▶ Aufgabenstellung:
Wie lauten diese Zeilen, wenn du in allen Datensätzen „thickest“ durch „widest“ ersetzt und sonst nichts änderst?

====== Übungsdatensätze

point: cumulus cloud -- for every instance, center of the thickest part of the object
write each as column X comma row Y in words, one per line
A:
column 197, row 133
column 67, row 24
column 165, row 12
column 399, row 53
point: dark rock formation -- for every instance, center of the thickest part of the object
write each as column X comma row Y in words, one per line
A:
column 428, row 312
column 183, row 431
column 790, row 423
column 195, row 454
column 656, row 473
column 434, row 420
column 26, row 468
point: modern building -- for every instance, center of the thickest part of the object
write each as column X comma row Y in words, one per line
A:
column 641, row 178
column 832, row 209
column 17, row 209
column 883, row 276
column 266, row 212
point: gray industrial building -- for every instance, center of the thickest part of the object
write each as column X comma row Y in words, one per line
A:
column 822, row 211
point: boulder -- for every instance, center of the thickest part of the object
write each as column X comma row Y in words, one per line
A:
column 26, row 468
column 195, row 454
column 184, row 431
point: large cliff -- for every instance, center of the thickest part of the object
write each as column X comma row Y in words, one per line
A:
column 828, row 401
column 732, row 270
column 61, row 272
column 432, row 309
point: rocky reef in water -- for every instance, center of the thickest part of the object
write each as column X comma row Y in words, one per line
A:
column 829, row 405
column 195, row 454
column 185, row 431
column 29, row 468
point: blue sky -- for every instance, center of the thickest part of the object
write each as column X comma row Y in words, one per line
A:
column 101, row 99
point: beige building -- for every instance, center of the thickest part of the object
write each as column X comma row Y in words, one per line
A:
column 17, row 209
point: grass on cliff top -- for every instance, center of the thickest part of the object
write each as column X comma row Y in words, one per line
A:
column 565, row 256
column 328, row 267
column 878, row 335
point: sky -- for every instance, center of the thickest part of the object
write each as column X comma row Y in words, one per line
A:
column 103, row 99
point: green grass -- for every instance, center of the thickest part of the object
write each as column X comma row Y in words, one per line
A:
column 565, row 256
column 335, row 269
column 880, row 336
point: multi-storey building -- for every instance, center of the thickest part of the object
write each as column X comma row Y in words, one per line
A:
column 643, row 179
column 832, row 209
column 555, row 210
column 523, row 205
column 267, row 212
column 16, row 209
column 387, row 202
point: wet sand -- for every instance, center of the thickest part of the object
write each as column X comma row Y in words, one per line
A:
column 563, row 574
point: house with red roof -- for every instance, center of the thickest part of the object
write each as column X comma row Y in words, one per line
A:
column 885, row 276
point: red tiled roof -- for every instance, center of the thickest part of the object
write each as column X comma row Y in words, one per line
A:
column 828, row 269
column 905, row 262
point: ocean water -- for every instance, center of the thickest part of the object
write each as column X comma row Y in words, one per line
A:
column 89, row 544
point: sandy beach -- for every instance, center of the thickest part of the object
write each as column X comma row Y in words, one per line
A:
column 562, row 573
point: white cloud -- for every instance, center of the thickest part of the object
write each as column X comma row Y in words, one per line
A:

============

▶ Lösung:
point: cumulus cloud -- for every instance, center of the widest part of the object
write each as column X comma row Y in words, one per line
A:
column 197, row 133
column 67, row 24
column 165, row 12
column 399, row 53
point: dark rock formation -- for every instance, center of the widest part of the object
write each as column X comma row Y in words, one per line
A:
column 428, row 312
column 183, row 431
column 790, row 423
column 195, row 454
column 656, row 473
column 434, row 420
column 26, row 468
point: modern building -- for every instance, center of the widest part of the object
write each as column X comma row Y in words, one per line
A:
column 641, row 178
column 832, row 209
column 17, row 209
column 883, row 276
column 266, row 212
point: gray industrial building -- for every instance, center of the widest part of the object
write each as column X comma row Y in words, one per line
A:
column 822, row 211
point: boulder -- for every instance, center of the widest part of the object
write each as column X comma row Y in words, one per line
A:
column 26, row 468
column 195, row 454
column 184, row 431
point: large cliff -- for every instance, center of the widest part of the object
write each as column X comma row Y in words, one per line
A:
column 828, row 401
column 732, row 270
column 61, row 272
column 432, row 309
point: rocky reef in water -- for every instance, center of the widest part of the object
write each as column X comma row Y in words, one per line
A:
column 829, row 405
column 195, row 454
column 185, row 431
column 29, row 468
point: blue sky -- for every instance, center of the widest part of the object
write each as column X comma row Y in words, one per line
A:
column 101, row 99
point: beige building -- for every instance, center of the widest part of the object
write each as column X comma row Y in words, one per line
A:
column 17, row 209
point: grass on cliff top -- for every instance, center of the widest part of the object
write each as column X comma row Y in words, one per line
A:
column 565, row 256
column 328, row 267
column 878, row 335
point: sky -- for every instance, center of the widest part of the object
write each as column X comma row Y in words, one per line
A:
column 103, row 99
point: green grass -- for every instance, center of the widest part of the object
write each as column X comma row Y in words, one per line
A:
column 565, row 256
column 335, row 269
column 880, row 336
point: multi-storey building -- for every instance, center of the widest part of the object
write each as column X comma row Y in words, one per line
A:
column 643, row 179
column 832, row 209
column 555, row 210
column 523, row 205
column 267, row 212
column 16, row 209
column 387, row 202
point: wet sand -- for every instance, center of the widest part of the object
write each as column X comma row Y in words, one per line
A:
column 563, row 574
point: house with red roof -- for every instance, center of the widest part of the object
write each as column X comma row Y in words, one per line
A:
column 885, row 276
point: red tiled roof -- for every instance, center of the widest part of the object
write each as column X comma row Y in words, one per line
A:
column 828, row 269
column 905, row 262
point: ocean water -- for every instance, center of the widest part of the object
write each as column X comma row Y in words, one per line
A:
column 89, row 544
point: sandy beach -- for every instance, center of the widest part of the object
write each as column X comma row Y in words, one per line
A:
column 562, row 573
point: white cloud -- for every instance, center of the widest part of the object
write each as column X comma row Y in words, one per line
A:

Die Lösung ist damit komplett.